Raccogli dall'elenco qui sotto tutte le righe in cui compare la parola "photo" e ricopiale.

Dati estratti da una raccolta:

----------------------------------------

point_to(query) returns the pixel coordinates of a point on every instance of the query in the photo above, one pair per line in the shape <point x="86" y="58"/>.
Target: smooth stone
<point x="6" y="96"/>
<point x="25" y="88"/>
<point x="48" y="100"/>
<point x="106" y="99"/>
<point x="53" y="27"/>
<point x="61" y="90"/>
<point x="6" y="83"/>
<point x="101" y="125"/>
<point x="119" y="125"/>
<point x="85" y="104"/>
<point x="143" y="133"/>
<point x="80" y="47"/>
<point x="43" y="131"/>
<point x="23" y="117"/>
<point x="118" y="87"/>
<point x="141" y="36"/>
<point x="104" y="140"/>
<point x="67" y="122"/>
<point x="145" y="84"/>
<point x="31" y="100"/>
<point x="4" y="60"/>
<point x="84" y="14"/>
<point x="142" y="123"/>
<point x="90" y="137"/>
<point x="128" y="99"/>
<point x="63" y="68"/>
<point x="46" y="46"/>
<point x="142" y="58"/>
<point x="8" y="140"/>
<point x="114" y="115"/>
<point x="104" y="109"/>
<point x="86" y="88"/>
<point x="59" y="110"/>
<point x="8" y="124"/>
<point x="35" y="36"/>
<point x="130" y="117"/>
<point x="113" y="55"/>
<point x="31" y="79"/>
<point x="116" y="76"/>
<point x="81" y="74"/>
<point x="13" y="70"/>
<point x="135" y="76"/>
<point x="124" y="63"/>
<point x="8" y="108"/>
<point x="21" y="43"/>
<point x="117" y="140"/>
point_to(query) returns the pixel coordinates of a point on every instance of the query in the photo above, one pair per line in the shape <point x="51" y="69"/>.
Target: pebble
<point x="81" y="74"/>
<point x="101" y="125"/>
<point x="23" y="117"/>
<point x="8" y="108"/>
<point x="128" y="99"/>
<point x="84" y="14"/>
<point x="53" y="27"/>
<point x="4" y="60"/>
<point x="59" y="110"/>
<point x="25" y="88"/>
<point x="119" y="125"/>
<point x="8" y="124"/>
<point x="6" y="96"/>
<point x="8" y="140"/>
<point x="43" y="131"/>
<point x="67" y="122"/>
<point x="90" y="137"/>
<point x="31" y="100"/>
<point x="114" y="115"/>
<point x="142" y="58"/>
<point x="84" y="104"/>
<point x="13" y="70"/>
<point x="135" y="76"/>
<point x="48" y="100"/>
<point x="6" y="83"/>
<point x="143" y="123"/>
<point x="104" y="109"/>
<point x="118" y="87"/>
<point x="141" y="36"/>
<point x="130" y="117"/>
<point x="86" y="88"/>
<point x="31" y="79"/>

----------------------------------------

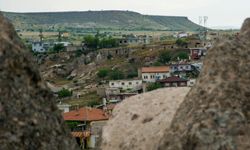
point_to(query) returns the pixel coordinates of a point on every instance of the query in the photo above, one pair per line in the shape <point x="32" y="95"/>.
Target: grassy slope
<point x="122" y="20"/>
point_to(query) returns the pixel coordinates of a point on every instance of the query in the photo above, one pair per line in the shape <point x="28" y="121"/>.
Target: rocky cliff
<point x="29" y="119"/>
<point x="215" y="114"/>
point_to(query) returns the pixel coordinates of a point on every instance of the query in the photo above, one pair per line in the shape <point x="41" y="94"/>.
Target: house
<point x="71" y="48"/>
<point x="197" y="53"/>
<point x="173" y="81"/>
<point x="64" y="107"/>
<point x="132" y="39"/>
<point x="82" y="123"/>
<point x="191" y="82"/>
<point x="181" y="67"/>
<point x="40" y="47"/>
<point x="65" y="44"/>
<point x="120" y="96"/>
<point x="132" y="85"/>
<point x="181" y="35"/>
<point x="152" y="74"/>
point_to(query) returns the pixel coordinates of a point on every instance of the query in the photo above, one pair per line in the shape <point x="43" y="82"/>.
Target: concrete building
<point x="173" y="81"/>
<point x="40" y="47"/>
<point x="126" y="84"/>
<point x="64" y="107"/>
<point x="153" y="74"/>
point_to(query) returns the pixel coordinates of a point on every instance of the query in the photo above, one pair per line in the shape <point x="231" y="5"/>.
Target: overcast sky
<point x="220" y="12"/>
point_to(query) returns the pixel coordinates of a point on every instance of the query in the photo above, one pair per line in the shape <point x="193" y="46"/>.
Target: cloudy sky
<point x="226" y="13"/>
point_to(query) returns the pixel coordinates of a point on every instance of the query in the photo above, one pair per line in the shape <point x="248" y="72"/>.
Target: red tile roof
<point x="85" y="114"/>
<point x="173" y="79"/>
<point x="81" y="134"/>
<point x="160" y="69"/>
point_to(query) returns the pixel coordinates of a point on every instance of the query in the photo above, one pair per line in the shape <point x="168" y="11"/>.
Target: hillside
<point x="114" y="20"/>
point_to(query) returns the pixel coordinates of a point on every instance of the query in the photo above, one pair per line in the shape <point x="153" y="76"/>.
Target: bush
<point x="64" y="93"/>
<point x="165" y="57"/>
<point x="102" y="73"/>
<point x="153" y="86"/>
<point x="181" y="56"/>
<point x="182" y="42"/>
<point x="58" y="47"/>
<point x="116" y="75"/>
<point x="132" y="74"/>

----------------------------------------

- _Risposta_
point_to(query) returns the pixel coordinates of a point on every instance of the query in the photo above, one pair per line in the shape <point x="86" y="58"/>.
point_to(query) returns the pixel coordinates of a point on every instance of the query in the photo above, one pair per line in the shape <point x="51" y="69"/>.
point_to(query) returns the pixel coordinates of a point on every instance of the query in the photo above, one pair per line in the shape <point x="32" y="95"/>.
point_to(query) returns the pixel coordinates of a point on every instance of the query in the photo above, one pair per line in the shape <point x="28" y="121"/>.
point_to(query) returns the pixel coordinates of a point on every instance of the query in the photo above, one pair per line in the shape <point x="41" y="94"/>.
point_to(query) returns the pixel coordinates of a point on every instance of the query in the photo above, one pair per line in the shape <point x="43" y="82"/>.
point_to(query) returns the pixel coordinates of a point on every instance of the query in the photo above, one pair per line in the shape <point x="231" y="5"/>.
point_to(query) returns the pixel coordinates of a point on every instance of the query in the photo above, one pair per line in the shape <point x="193" y="46"/>.
point_to(query) returns the pixel coordinates of a point on every instance of the query in the photo above, one pair per line in the shape <point x="248" y="72"/>.
point_to(query) returns the pixel coordinates of a point on every instance of the query in the photo above, one pair per line in the shape <point x="168" y="11"/>.
point_to(query) returns the pixel coordinates of a point on every instance of the query in the photo above, one pair per line in the shape <point x="153" y="76"/>.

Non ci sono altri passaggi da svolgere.